**Exercise set**
• 1. Summarize the comment on the Parler shutdown below in two sentences.
• 2. Continue the comment on the Parler shutdown below, starting after its last sentence.

**Selection**
◇ ◇ ◇ ◇
Amazon stated some people planned bomb threats against Amazon. I have not seen anything credible about the other stuff you mentioned, although it is oddly similar to the type of propoganda we have been seeing against "the other" since Roman times.

Anyone plotting a bomb attack should be banned and reported to the police, which is how twitter, Facebook and yes, Parler handled such things. That's different than shutting down an entire platform with over 8 million users because someone posted something illegal before it was deleted.

It appears Twitter, Youtube and Facebook were used to plot the recent attack on the Capital. None of those who attacked the Capital had a Parler account, but they did have Twitter and Facebook accounts. Is it time to shut down those platforms too?

The leaders of Mexico, Germany, and France have all condemned the shutdown of Parler by a handful of tech giants. Of course, those countries have a long history of protected speech we really don't have here in the US. We really don't need free speech because we know were are always right. That is certainly the argument Slave holders made until 1861.

The problem with authoritarians is that they never think they are authoritarians. They think they are on the side of the good and the other side is so evil they deserved to be hurt. As a friend reminded me recently, during the Inquisition the Inquisitors thought they were the good guys. Yes they tortured the body, but only because they wanted to save the far more important soul.

It's also worth remembering the 1st amendment is simply a floor and while many State Constitutions have trouble even honoring that, some States actually have enhanced 1st amendment protections such as Oregon, obviously a real hotbed of right wing fanatics.
◇ ◇ ◇ ◇
**Source excerpt**
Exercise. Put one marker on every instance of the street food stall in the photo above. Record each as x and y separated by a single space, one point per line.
◇ ◇ ◇ ◇
**Task-by-task results**
• 1. The writer argues that anyone plotting a bomb attack should be banned and reported to the police, but that shutting down Parler, a platform with over 8 million users, because someone posted something illegal before it was deleted is a different matter, especially since Twitter, YouTube and Facebook appear to have been used to plot the recent attack on the Capitol. The writer adds that the leaders of Mexico, Germany and France have condemned the shutdown and warns that authoritarians never think they are authoritarians, likening them to the Inquisitors who thought they were the good guys.

• 2.
The entire article is worth reading:

https://greenwald.substack.com/p/how-silicon-valley-in-a-show-of-monopolistic?token=eyJ1c2VyX2lkIjoyMjMwMTM1NCwicG9zdF9pZCI6MzEyODU2OTcsIl8iOiJLWXljKyIsImlhdCI6MTYxMDQ4NDY1OSwiZXhwIjoxNjEwNDg4MjU5LCJpc3MiOiJwdWItMTI4NjYyIiwic3ViIjoicG9zdC1yZWFjdGlvbiJ9.12Vt_x_HYzM8MvJQVwiLU5lxCmpCMJe7rLuPCtkbiys

"Indeed, a Parler executive told me that of the thirteen people arrested as of Monday for the breach at the Capitol, none appear to be active users of Parler. The Capitol breach was planned far more on Facebook and YouTube. As Recode reported, while some protesters participated in both Parler and Gab, many of the calls to attend the Capitol were from YouTube videos, while many of the key planners “have continued to use mainstream platforms like Twitter, Facebook, and YouTube.” The article quoted Fadi Quran, campaign director at the human rights group Avaaz, as saying: “In DC, we saw QAnon conspiracists and other militias that would never have grown to this size without being turbo-charged by Facebook and Twitter.”

21

Is Big Tech Too Powerful? Chris Hedges & Ramesh
Srinivasan Debate Twitter & Facebook Banning Trump

Twitter, Facebook and other social media companies have removed President Trump from their platforms, after years of debate about the disinformation he shared to millions of followers from his accounts.

While many are applauding the bans, author Chris Hedges warns they could backfire. “To allow these companies to essentially function as de facto platforms for censorship and manipulation 
 harkens back to the way civil liberties were eviscerated in the wake of 9/11,” says Hedges. “It’s always, in the end, the left that pays for this kind of censorship.”

We also speak with UCLA professor Ramesh Srinivasan, director of the Digital Cultures Lab, who says Big Tech allowed right-wing extremism to flourish for years before acting and that lawmakers need to enact robust regulation.

“All of these technology platforms, powered by their hidden algorithms that are indeed opaque, thrive on the amplification of polarization,” says Srinivasan. “It is incredible how much power we have given to a very small number of people who are essentially mediating pretty much every aspect of our lives.”

tons more @:

https://www.democracynow.org/2021/1/11/big_tech_response_capitol_insurrection

22

@21 - Thank you for mentioning Chris Hedges' name in the first line so I knew ahead of time not to take your post seriously.

23

@22 -- no worries!
now if in the Future you'll
notice the Avatar you can save
Every one Oodles of time! da nada.

I understand your Disgust with Hedges.

he's been on the side of the Poor and downtrodden
for fifty years as far as I know. here's a teeny lil' review of one of his books
from Amazon: Two years ago, Pulitzer Prize winner Chris Hedges and award-winning cartoonist and journalist Joe Sacco set out to take a look at the sacrifice zones, those areas in America that have been offered up for exploitation in the name of profit, progress, and technological advancement.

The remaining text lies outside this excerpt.